*What you have to do*
Render every line of the material below as a Markdown table with the columns "Row" and "Line", numbering each row and leaving out blank lines. Omit the pictures.

■ ■ ■ ■

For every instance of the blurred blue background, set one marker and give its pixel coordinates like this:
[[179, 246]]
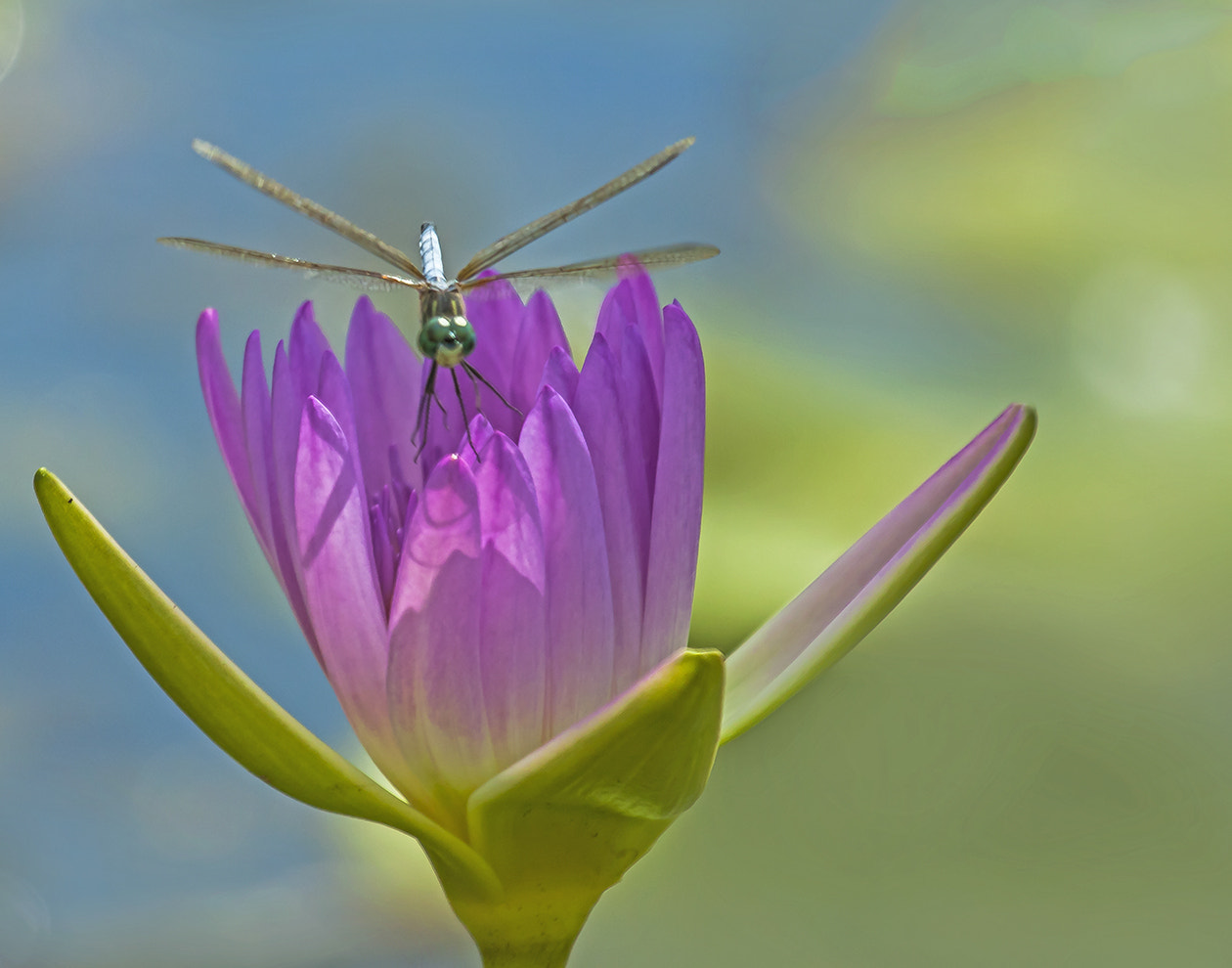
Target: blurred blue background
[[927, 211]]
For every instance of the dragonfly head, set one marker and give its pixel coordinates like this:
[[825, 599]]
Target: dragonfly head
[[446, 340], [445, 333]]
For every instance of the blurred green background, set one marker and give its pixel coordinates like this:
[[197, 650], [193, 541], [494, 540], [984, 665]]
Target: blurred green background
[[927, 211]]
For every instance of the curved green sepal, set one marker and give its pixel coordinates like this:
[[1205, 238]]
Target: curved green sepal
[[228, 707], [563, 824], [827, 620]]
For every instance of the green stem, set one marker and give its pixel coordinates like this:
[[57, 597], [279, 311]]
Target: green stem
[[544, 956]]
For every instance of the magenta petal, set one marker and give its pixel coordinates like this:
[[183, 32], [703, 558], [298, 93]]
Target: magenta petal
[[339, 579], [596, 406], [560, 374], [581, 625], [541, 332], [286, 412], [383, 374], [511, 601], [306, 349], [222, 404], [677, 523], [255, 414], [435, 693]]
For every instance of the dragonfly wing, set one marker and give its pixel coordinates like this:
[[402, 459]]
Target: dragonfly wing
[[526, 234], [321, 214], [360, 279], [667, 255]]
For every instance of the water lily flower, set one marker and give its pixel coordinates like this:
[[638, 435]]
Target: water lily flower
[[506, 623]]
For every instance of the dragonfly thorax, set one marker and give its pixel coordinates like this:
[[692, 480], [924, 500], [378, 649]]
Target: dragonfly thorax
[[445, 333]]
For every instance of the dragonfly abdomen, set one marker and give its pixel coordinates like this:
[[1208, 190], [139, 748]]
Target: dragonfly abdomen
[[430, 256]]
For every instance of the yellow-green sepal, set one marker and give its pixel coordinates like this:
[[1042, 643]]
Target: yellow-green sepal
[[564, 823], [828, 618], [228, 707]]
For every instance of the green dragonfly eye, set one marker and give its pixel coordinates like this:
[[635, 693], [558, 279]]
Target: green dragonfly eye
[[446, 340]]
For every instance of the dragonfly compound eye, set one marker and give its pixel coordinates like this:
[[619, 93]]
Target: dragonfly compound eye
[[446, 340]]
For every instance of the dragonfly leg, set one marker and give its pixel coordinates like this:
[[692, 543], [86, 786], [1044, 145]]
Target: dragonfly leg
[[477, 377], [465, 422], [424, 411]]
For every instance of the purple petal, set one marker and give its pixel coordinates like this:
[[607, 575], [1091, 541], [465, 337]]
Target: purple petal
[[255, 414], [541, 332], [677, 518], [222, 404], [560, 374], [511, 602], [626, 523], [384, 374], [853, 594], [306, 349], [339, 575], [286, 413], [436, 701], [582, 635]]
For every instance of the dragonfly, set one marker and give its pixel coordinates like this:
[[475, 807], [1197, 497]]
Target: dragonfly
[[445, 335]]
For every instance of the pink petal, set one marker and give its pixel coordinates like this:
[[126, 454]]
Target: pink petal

■ ■ ■ ■

*Expected answer*
| Row | Line |
|---|---|
| 1 | For every instance of the blurred blue background, set one marker and give its pixel coordinates like this: |
| 2 | [[179, 246]] |
| 3 | Target: blurred blue background |
| 4 | [[927, 211]] |
| 5 | For every instance of the dragonfly head, set one marker and give its pixel coordinates like this: |
| 6 | [[825, 599]] |
| 7 | Target: dragonfly head |
| 8 | [[446, 340], [445, 333]] |
| 9 | For every instance of the blurred green background, set one marker and give its pixel coordinates like this: |
| 10 | [[197, 650], [193, 541], [494, 540], [984, 665]] |
| 11 | Target: blurred green background |
| 12 | [[927, 211]] |
| 13 | For every instance of the curved green sepal, set one marker and give its pixel coordinates like this: |
| 14 | [[1205, 238]] |
| 15 | Target: curved green sepal |
| 16 | [[228, 707], [563, 824], [827, 620]] |
| 17 | For every instance of the green stem, set one marker and give its pixel coordinates like this: |
| 18 | [[57, 597], [279, 311]] |
| 19 | Target: green stem |
| 20 | [[544, 956]] |
| 21 | For every instance of the magenta petal, set one marker and give its pixel coordinates like this: |
| 22 | [[183, 32], [703, 558], [298, 93]] |
| 23 | Target: magenta petal |
| 24 | [[339, 579], [596, 406], [560, 374], [581, 625], [541, 332], [286, 412], [383, 374], [511, 601], [306, 349], [222, 404], [677, 523], [255, 414], [435, 693]] |
| 25 | For every instance of the dragonfly wing, set one marker and give its pixel coordinates like this: |
| 26 | [[402, 459]] |
| 27 | Target: dragonfly wing |
| 28 | [[526, 234], [321, 214], [360, 279], [667, 255]] |
| 29 | For every instance of the water lily flower, set one marker and give its pixel coordinates like this: |
| 30 | [[638, 435]] |
| 31 | Target: water lily flower |
| 32 | [[506, 623]] |
| 33 | For every instance of the dragonfly thorax, set one marker and give its pixel coordinates like this: |
| 34 | [[692, 480], [924, 500], [378, 649]] |
| 35 | Target: dragonfly thorax |
| 36 | [[445, 333]] |
| 37 | For every instance of the dragonfly abdomen, set one marker and give its pixel coordinates like this: |
| 38 | [[1208, 190], [139, 748]] |
| 39 | Target: dragonfly abdomen |
| 40 | [[430, 256]] |
| 41 | For every instance of the yellow-green sepal, set one marker and give its pixel coordinates like this: |
| 42 | [[1042, 643]] |
| 43 | Target: yellow-green sepal |
| 44 | [[564, 823], [828, 618], [228, 707]] |
| 45 | For every instance of the green dragonfly eye, set one marker and give its pixel coordinates like this: |
| 46 | [[635, 693], [558, 279]] |
| 47 | Target: green dragonfly eye |
| 48 | [[446, 340]] |
| 49 | For every instance of the dragonfly compound eye, set one marker and give its pixel coordinates like this: |
| 50 | [[619, 93]] |
| 51 | Target: dragonfly compound eye |
| 52 | [[446, 340]] |
| 53 | For every instance of the dragonfly leg, set one marker and give its pixel coordinates like this: |
| 54 | [[692, 543], [86, 786], [1044, 145]] |
| 55 | Target: dragonfly leg |
| 56 | [[477, 377], [465, 422], [424, 411]] |
| 57 | For every instance of the purple petal, set one marker and give its pixel coordinates like this: |
| 58 | [[607, 575], [1091, 541], [465, 337]] |
| 59 | Target: purple petal |
| 60 | [[255, 414], [541, 332], [677, 518], [222, 404], [560, 374], [511, 602], [626, 523], [384, 374], [853, 594], [306, 349], [339, 575], [286, 413], [436, 701], [582, 635]] |
| 61 | For every instance of the dragonfly, set one marker and give its pixel coordinates like this: |
| 62 | [[475, 807], [1197, 497]] |
| 63 | Target: dragonfly |
| 64 | [[445, 335]] |
| 65 | For every instance of the pink petal, set one marker and give its pixel coordinates like this: |
| 66 | [[126, 454]] |
| 67 | Target: pink petal |